## DIRECTION
Locate the line that contains "of the baseboard" in the entries below. Retype it and all following lines through the final one, character for character.
**** PROVIDED RECORDS ****
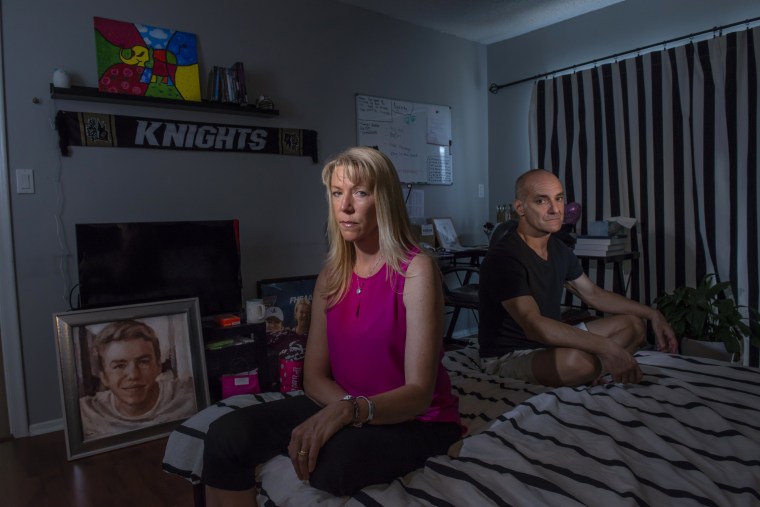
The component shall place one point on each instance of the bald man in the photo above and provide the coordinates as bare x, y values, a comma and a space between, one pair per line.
521, 288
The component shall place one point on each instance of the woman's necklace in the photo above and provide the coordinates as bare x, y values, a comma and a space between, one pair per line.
359, 282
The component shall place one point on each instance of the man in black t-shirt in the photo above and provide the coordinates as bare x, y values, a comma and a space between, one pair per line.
521, 286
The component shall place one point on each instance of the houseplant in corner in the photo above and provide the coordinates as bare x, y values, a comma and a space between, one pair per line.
701, 315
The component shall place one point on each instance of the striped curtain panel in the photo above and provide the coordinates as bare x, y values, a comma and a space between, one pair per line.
669, 138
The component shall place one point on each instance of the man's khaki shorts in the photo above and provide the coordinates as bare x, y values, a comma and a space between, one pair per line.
518, 364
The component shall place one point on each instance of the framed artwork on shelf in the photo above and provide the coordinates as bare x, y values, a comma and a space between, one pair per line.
129, 374
147, 61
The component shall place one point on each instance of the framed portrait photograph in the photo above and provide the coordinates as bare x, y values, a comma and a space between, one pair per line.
129, 374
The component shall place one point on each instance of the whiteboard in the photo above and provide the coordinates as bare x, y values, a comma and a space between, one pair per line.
415, 136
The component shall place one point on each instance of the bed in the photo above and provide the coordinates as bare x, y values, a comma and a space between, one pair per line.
689, 434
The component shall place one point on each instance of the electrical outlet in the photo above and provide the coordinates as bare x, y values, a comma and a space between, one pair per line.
24, 181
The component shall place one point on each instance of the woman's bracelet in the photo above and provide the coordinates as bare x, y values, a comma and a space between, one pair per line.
354, 400
370, 409
355, 404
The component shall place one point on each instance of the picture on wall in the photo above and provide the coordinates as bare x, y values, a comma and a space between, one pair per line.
144, 60
129, 373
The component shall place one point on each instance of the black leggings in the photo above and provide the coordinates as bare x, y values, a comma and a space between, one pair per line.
352, 459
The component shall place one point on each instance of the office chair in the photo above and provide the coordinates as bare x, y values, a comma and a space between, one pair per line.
461, 282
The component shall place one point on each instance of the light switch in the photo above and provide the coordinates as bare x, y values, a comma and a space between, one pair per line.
24, 181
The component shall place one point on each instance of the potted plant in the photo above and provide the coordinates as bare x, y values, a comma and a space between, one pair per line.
702, 314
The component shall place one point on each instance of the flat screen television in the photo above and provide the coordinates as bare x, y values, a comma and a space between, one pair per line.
136, 262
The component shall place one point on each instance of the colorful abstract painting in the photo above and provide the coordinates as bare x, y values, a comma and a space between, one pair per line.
145, 60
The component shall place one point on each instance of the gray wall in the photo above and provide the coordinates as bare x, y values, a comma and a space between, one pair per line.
310, 56
621, 27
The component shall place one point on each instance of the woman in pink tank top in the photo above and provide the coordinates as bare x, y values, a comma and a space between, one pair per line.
377, 400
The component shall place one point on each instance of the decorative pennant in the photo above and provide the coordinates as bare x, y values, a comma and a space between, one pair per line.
107, 130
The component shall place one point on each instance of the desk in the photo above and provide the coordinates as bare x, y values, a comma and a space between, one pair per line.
619, 282
460, 288
453, 256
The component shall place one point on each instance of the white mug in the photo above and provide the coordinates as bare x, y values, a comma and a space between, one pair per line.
254, 311
60, 78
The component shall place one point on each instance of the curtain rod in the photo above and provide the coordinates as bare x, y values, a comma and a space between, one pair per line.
494, 88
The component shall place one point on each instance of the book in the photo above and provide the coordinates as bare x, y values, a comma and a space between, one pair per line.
600, 240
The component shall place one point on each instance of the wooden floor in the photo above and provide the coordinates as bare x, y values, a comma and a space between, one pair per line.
34, 472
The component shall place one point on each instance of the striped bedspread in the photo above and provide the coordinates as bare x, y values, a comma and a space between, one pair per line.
689, 434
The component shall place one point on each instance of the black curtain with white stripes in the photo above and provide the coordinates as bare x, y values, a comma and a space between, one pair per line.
669, 138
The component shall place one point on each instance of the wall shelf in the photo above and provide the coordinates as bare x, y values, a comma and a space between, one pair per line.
88, 94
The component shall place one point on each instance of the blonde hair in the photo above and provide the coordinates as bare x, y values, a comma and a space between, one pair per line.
373, 169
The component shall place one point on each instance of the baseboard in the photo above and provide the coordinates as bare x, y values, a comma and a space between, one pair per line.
45, 427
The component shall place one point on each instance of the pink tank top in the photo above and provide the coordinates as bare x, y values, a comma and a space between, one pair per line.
366, 337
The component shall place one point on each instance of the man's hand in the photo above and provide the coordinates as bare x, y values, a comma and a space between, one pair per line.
665, 337
620, 364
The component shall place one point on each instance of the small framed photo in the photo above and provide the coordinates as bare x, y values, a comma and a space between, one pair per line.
445, 233
287, 317
129, 374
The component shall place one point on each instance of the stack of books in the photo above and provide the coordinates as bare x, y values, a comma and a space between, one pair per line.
227, 84
599, 246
****
## SOLUTION TO THE EXERCISE
The component shall place one point on each instance of the baseboard in the photo above and provide the coordinates as bare x, y values, a comma and a space between, one pair per line.
45, 427
The component shall place one point on each instance of the pink tank top in the photo above and provide the coordinates as bare x, y values, a comma and a space between, one pair per line.
366, 337
The component shall place one point on each instance of the man's hand in the photo above and provide the coordinates as bare x, y values, a comma and a space between, one pair per line.
665, 337
620, 364
The component shall place one point on each instance of the small framed photo in the photo above and provide the coordinates as bare x, y values, a comma and a space between, one pair per line.
445, 233
287, 317
129, 374
The component shall place one point on each instance of the stack of books in the photo above and provide the coordinates as bare x, y values, a comma and a space between, one pair per line.
227, 84
599, 246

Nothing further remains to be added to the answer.